Pets in Distress? Relief Command Center Is There to Help
When a major flood strikes a community, and Fido's owners have evacuated the area, who're you going to call?
The "rolling disaster relief command center!"
Actually, it's a sleek, well-outfitted, 75-foot trailer truck that is used to rescue injured or lost animals caught in most types of disasters.
The roving vehicle - which houses nine rescue workers and is equipped with inflatable and motor boats, a four-wheel-drive vehicle, and a communications office - serves as both a mobile animal shelter and veterinary clinic. Project HEART (Humane Emergency Animal Relief Team), as it is called, is sponsored by the American Humane Association.
Last month, the truck was dispatched to Kentucky for two weeks during the Midwest flooding, where a four-person team manned a temporary shelter in the town of Falmouth.
The crew helped return 20 to 30 lost animals to their owners, friends of owners, or boarding kennels, says Doug Trowbridge, Humane Association field services director. Rescue workers also helped bail out the flooded Humane Association shelter in Frankfort that was under five feet of water.
"This was our first disaster where Project HEART was brought to the site. It worked well," Mr. Trowbridge says.
Resources for rescuing pets are minimal during disasters, says Nick Gilman, a Project HEART crew member. Rescue workers trying to save animals have difficulty getting hold of boats and other rescue aids during floods. Rental cars and hotel rooms are scarce as well. That's where Project HEART comes in, says Mr. Gilman.
"We don't take away from local resources, we add to them," he says.
● ● ● ● ● ● ●
→ **Problems to solve**
(1) Answer these questions from the article on the pet rescue truck, one per line.
(a) How long is the trailer truck?
(b) How many rescue workers does the vehicle house?
(c) In which town did the four-person team run a temporary shelter?
(2) Edit the article on the pet rescue truck, everything from "Pets in Distress?" down to "types of disasters.", so that "trailer truck" is replaced by "semitrailer".

→ **Dataset content**
● ● ● ● ● ● ●
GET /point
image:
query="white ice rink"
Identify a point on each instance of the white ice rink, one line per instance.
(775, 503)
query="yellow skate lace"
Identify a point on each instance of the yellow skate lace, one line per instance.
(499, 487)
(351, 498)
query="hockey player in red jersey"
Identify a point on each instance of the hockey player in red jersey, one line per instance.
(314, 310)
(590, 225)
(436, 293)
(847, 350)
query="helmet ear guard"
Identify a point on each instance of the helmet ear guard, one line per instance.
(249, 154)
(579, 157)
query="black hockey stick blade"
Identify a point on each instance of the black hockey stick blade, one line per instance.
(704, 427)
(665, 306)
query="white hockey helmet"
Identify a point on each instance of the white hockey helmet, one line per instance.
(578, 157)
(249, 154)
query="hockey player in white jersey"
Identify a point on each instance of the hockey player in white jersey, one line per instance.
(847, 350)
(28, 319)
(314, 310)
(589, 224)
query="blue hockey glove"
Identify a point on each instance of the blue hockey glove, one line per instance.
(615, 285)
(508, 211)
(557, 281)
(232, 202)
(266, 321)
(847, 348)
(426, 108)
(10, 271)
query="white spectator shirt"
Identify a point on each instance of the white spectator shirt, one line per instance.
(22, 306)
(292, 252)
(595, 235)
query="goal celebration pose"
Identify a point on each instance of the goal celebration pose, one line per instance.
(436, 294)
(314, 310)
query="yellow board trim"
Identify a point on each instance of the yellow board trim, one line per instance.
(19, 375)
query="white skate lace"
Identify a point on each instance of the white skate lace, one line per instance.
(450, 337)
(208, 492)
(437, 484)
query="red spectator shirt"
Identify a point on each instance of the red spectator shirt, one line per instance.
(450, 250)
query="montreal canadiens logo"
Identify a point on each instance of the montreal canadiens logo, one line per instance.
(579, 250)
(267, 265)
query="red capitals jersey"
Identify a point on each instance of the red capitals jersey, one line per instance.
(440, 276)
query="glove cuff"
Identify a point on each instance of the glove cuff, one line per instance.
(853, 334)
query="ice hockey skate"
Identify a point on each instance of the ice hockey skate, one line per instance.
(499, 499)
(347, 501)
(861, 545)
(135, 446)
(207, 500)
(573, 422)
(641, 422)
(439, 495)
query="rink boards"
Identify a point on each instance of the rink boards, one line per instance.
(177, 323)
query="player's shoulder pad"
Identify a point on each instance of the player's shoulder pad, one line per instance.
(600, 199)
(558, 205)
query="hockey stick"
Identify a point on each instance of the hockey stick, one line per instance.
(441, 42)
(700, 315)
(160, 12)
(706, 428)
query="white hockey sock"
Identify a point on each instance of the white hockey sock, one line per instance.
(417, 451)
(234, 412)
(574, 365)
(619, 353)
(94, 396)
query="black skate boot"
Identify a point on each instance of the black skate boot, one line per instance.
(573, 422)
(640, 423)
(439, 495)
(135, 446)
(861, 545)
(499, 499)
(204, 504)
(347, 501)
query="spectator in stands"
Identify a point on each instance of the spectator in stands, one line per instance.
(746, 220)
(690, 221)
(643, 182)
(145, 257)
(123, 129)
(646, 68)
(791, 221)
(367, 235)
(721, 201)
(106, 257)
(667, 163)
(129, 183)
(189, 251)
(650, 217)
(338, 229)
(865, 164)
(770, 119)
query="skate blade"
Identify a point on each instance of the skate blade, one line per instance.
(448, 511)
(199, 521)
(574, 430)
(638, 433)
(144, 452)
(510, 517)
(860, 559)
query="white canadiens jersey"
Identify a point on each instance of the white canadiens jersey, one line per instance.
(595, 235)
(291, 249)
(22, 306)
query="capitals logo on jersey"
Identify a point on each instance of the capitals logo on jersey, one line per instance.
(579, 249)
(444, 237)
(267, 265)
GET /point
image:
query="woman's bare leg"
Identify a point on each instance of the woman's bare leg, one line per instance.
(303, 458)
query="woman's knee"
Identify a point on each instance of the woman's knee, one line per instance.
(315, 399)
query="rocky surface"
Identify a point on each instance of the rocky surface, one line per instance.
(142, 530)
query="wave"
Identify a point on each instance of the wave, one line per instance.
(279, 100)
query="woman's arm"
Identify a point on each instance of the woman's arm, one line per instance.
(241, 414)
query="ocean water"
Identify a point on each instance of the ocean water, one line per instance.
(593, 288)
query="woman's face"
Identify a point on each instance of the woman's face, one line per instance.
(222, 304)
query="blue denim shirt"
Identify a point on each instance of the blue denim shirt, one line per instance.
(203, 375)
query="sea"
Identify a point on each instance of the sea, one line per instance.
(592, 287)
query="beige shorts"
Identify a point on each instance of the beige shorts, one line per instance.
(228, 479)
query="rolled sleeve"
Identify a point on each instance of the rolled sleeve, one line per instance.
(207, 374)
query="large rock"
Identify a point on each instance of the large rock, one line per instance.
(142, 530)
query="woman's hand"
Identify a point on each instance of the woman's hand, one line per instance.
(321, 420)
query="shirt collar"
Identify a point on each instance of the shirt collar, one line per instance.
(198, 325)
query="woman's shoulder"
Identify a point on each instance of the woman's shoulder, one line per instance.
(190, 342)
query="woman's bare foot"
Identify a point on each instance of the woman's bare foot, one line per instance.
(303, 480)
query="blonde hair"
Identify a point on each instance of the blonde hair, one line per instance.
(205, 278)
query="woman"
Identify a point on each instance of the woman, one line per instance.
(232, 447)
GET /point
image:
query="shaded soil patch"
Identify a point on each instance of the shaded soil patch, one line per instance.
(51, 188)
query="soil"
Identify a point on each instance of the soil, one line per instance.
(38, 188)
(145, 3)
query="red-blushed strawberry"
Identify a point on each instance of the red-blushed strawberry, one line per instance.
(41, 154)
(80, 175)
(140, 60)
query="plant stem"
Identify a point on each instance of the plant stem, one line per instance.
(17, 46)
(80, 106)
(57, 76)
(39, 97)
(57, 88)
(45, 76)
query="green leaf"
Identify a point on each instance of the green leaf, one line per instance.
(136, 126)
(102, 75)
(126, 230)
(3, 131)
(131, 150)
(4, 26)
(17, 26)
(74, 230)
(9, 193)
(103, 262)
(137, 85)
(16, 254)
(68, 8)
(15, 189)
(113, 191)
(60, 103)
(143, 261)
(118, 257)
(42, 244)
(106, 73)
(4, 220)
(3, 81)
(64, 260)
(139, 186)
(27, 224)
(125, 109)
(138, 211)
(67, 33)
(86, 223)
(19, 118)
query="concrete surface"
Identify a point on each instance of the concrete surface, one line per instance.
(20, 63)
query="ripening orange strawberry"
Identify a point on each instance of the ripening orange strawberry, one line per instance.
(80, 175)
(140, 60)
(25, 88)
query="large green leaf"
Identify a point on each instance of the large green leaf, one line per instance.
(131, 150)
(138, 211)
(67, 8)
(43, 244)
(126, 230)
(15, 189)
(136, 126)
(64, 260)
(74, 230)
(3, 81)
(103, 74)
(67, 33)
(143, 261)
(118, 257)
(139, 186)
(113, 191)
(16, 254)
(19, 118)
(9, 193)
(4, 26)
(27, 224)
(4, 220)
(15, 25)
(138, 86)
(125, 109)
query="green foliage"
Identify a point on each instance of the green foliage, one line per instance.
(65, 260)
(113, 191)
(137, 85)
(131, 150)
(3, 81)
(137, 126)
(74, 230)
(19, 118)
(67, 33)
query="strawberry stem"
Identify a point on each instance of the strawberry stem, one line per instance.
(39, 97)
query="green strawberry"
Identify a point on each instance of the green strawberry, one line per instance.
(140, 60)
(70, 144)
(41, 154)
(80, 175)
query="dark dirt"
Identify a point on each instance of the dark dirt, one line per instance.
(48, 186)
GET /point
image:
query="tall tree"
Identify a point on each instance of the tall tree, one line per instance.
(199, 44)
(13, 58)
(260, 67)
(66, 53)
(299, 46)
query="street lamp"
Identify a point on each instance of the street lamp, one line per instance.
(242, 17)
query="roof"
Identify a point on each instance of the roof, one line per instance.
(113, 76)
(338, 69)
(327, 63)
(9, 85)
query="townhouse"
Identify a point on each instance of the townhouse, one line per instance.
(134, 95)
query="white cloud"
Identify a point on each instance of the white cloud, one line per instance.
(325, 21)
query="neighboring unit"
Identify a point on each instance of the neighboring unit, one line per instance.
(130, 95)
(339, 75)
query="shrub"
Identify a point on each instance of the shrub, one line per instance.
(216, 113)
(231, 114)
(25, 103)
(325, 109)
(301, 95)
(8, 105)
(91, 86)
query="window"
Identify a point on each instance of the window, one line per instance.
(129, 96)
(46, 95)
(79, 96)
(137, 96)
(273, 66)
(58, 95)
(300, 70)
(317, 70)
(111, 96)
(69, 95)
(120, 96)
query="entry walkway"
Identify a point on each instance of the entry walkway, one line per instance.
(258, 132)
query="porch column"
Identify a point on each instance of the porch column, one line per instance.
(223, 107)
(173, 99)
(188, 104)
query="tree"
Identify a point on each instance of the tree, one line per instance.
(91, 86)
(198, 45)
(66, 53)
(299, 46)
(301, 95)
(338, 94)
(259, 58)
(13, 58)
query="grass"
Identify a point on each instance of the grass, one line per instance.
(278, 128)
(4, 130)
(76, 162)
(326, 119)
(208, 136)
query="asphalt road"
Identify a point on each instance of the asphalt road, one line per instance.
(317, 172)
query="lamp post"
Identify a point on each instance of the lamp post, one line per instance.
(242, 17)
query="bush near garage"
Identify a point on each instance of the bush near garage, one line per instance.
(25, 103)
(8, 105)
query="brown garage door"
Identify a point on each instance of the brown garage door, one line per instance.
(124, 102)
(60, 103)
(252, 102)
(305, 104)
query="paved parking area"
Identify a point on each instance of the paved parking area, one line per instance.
● ● ● ● ● ● ●
→ **Per-task answers**
(1)
(a) 75 feet
(b) Nine
(c) Falmouth

(2)
Pets in Distress? Relief Command Center Is There to Help
When a major flood strikes a community, and Fido's owners have evacuated the area, who're you going to call?
The "rolling disaster relief command center!"
Actually, it's a sleek, well-outfitted, 75-foot semitrailer that is used to rescue injured or lost animals caught in most types of disasters.